◆ **DOCUMENT SEGMENT**
This setup allowed the research team to determine what levels of herbivory prevented seaweed from taking hold, as well as what levels were needed to remove existing seaweed. They discovered that the flip did not occur under the same conditions going both ways.

“We found it takes far more herbivory to remove seaweed than it does to prevent it,” said lead author Russ Schmitt, also with MSI, and a professor in the Department of Ecology, Evolution and Marine Biology. “This means there’s an amount of herbivory where the habitat could persist either as a coral reef or as a seaweed-dominated reef depending on whether the community started out as coral or seaweed. Nothing else has to differ.”

An orange-spine unicornfish browses on some sargassum, with the experimental cages visible in the background.

Photo Credit: RUSS SCHMITT

Since the experiment spanned several years, the team was able to demonstrate that their results held over multiple generations of seaweed. “This is the first time that a field experiment has shown it’s possible for two different, persistent communities to exist under the same conditions on a coral reef,” said Schmitt.

And the results are more than academic. “One reason this finding is important is that it suggests a big shock to the reef can flip it from coral to seaweed without any change in the amount of herbivory,” said coauthor Samantha Davis, the undergraduate research programs coordinator at the university’s Center for Science and Engineering Partnerships. “And once flipped, the reef then will stay dominated by seaweed.”

◆ **DATA EXCERPT**

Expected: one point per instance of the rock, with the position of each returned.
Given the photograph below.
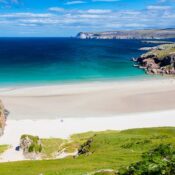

◆ **YOUR GOAL**
Reproduce the stretch from "This setup allowed" through "going both ways." of the coral reef passage, putting "study group" in place of "research team".

◆ **EXERCISE ANSWER**
This setup allowed the study group to determine what levels of herbivory prevented seaweed from taking hold, as well as what levels were needed to remove existing seaweed. They discovered that the flip did not occur under the same conditions going both ways.